--- 本文抜粋 ---

本項では、日本における地震震災)への対策とその体制について記述する。地震による災害とその被害は、典型的な自然災害に分類され、対策を通じて被害を軽減する取り組みが古くより行われてきた。現存する耐震性の高い建築物・構造物がその時代の耐震技術を伝えている。一方、地震の前触れや地震・津波への備えを謳った伝承・口承も残されてきた。しかし、19世紀から20世紀にかけての工業化、生活様式の変化、科学の発展といった様々な変化により、地震の被害やその対策は大きく様変わりした。地震に強く復興が早いインフラ(生活基盤)の整備が求められるようになり、建物の耐震性能が法的に義務付けられ、地震被害の多い地域では耐震化などの対策が進む一方、人口・政治経済が集中する都市での地震対策が重要な課題となった。一方、大規模な地震被害が発生するたびに、行政の対応、避難者の生活、復興支援など、次々と課題が生まれてきている。

日本付近では4つのプレートが衝突し、約2,000以上の活断層が有ると言われており、調査が進むにつれて年々その位置は変わり、数は増えている。どこで地震が発生して被害が出てもおかしくない。軽微なものを含めると、およそ5分に1回のペースで地震が発生している計算になるという(東京大学地震研究所)。地震が少ない国に比べて、個人にとっても社会にとっても、日本は地震被害による政治経済社会的なリスクが非常に高い国である(報道などにおいては「地震大国」なる異名が冠せられることも少なくない)。そのため、個人集団がともに地震の被害を抑えるための対策をとることが必要である。

本項目では、個人や家庭が生活していく上での対策、地域や防災組織が行う対策、企業や法人が経営を行っていく上での対策、国や行政が行う対策の4つに分けて説明する。

退避行動[]

文部科学省は2010年に国として初めて、退避行動の指針を示した[1][2][3]

推奨
  • 外に出ない
    • 地震が起こった直後の行動として、周囲に構造物が少ない開けた場所ではその場にうずくまることが奨められるが、建物・電柱・樹木などの構造物や斜面の近くでは、倒壊してくる物や飛散物を避けられる建物内の方が安全とされる。

--- 提供データ ---

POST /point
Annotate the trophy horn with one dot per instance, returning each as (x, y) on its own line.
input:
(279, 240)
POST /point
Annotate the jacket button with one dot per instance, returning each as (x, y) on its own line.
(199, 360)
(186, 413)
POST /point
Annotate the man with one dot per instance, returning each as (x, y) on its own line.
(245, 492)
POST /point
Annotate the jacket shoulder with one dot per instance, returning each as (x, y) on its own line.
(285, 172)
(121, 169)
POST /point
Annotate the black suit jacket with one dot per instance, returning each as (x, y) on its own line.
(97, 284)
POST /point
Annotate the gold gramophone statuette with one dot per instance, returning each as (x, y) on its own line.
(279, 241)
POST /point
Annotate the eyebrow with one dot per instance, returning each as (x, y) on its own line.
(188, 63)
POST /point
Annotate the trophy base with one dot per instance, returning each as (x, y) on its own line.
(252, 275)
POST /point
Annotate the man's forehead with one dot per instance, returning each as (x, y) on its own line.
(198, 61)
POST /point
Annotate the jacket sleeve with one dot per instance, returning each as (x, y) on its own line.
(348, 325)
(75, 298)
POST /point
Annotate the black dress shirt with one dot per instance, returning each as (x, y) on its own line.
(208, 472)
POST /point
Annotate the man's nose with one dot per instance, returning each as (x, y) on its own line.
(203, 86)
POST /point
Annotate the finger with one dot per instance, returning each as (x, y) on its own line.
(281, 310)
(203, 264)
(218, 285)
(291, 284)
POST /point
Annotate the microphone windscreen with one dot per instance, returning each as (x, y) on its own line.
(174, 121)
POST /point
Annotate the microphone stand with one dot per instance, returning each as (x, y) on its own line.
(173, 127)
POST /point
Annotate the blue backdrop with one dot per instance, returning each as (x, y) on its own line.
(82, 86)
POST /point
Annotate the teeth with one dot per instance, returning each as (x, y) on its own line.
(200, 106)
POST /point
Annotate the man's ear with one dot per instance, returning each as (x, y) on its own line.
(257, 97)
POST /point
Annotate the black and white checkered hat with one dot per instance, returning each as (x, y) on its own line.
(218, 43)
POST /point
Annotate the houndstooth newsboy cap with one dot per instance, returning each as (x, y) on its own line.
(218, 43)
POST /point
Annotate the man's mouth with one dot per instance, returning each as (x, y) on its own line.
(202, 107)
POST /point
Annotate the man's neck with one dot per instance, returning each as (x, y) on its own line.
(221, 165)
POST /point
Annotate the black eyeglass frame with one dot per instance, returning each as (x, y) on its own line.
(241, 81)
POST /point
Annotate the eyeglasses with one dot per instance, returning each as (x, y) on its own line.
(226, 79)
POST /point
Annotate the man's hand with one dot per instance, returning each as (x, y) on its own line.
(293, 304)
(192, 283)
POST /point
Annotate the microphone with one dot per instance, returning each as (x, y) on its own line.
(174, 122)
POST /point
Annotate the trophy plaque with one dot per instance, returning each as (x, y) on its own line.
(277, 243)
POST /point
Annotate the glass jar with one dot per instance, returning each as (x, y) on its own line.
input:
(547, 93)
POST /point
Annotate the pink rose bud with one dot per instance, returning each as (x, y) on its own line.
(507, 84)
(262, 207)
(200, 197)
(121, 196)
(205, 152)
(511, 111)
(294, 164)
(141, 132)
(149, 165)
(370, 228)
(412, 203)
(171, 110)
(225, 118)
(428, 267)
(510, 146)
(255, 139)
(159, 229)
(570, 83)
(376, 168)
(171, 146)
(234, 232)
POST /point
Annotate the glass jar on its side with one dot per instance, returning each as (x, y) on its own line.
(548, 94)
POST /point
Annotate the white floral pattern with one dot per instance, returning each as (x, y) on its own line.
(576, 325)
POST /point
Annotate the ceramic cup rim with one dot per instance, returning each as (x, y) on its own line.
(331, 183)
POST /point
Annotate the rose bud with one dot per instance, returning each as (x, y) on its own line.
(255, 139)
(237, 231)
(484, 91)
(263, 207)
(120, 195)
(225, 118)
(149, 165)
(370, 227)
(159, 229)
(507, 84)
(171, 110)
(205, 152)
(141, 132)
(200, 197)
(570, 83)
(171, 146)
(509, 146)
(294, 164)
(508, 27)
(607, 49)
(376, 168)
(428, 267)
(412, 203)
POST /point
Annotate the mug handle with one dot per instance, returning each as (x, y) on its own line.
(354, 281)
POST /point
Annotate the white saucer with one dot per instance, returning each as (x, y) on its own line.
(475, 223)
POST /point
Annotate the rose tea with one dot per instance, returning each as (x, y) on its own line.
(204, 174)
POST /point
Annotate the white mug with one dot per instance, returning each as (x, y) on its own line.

---

課題 1 »
本文について、次の問いに答えなさい。
(a) 日本付近では、いくつのプレートが衝突しているか。
(b) 軽微なものを含めると、地震はおよそ何分に1回のペースで発生している計算になるか。
(c) 文部科学省が国として初めて退避行動の指針を示したのは何年か。
課題 2 » 本文では、対策を4つに分けて説明するとしている。その4つをすべて挙げなさい。
課題 3 » 本文のうち、「本項では、日本における地震震」から「対策の4つに分けて説明する。」までの部分をそのまま書き写しなさい。

解答 1 »
(a) 4つ
(b) およそ5分に1回
(c) 2010年

解答 2 »
個人や家庭が生活していく上での対策
地域や防災組織が行う対策
企業や法人が経営を行っていく上での対策
国や行政が行う対策

解答 3 »
本項では、日本における地震震災)への対策とその体制について記述する。地震による災害とその被害は、典型的な自然災害に分類され、対策を通じて被害を軽減する取り組みが古くより行われてきた。現存する耐震性の高い建築物・構造物がその時代の耐震技術を伝えている。一方、地震の前触れや地震・津波への備えを謳った伝承・口承も残されてきた。しかし、19世紀から20世紀にかけての工業化、生活様式の変化、科学の発展といった様々な変化により、地震の被害やその対策は大きく様変わりした。地震に強く復興が早いインフラ(生活基盤)の整備が求められるようになり、建物の耐震性能が法的に義務付けられ、地震被害の多い地域では耐震化などの対策が進む一方、人口・政治経済が集中する都市での地震対策が重要な課題となった。一方、大規模な地震被害が発生するたびに、行政の対応、避難者の生活、復興支援など、次々と課題が生まれてきている。

日本付近では4つのプレートが衝突し、約2,000以上の活断層が有ると言われており、調査が進むにつれて年々その位置は変わり、数は増えている。どこで地震が発生して被害が出てもおかしくない。軽微なものを含めると、およそ5分に1回のペースで地震が発生している計算になるという(東京大学地震研究所)。地震が少ない国に比べて、個人にとっても社会にとっても、日本は地震被害による政治経済社会的なリスクが非常に高い国である(報道などにおいては「地震大国」なる異名が冠せられることも少なくない)。そのため、個人集団がともに地震の被害を抑えるための対策をとることが必要である。

本項目では、個人や家庭が生活していく上での対策、地域や防災組織が行う対策、企業や法人が経営を行っていく上での対策、国や行政が行う対策の4つに分けて説明する。